>> Begin RECORDS FOR THIS TASK
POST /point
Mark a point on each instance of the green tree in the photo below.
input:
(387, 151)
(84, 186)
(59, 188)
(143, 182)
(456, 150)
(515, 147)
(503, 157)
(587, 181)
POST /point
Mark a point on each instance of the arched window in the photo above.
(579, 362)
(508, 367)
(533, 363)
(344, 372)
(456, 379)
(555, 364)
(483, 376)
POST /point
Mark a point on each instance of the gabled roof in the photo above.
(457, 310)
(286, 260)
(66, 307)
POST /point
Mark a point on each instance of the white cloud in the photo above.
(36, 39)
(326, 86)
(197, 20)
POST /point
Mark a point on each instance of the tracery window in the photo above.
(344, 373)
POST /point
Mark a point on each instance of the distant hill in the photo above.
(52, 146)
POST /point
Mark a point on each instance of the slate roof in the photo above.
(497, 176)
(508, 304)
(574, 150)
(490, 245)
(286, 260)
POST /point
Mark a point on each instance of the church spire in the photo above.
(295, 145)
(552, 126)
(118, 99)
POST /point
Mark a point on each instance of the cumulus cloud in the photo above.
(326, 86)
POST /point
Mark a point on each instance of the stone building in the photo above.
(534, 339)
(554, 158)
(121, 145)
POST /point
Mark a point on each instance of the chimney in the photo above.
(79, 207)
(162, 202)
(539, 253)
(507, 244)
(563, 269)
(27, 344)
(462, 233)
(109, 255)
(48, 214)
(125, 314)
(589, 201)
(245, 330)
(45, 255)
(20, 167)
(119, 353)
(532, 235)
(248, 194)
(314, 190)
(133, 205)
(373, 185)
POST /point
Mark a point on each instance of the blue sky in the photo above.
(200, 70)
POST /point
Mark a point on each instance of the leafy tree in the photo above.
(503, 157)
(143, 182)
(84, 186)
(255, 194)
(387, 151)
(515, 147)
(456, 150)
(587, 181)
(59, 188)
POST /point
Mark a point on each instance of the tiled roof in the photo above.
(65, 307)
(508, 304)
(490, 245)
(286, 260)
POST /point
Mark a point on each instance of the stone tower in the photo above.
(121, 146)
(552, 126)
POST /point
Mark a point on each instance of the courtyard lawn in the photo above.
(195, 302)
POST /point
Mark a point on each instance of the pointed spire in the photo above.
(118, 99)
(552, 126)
>> End RECORDS FOR THIS TASK
▶ EXERCISE BRIEF: Count the lines in the data above that contain the string "roof", treating uppercase and lowercase as different. Reply with the number alone.

▶ COMPLETE RESPONSE: 3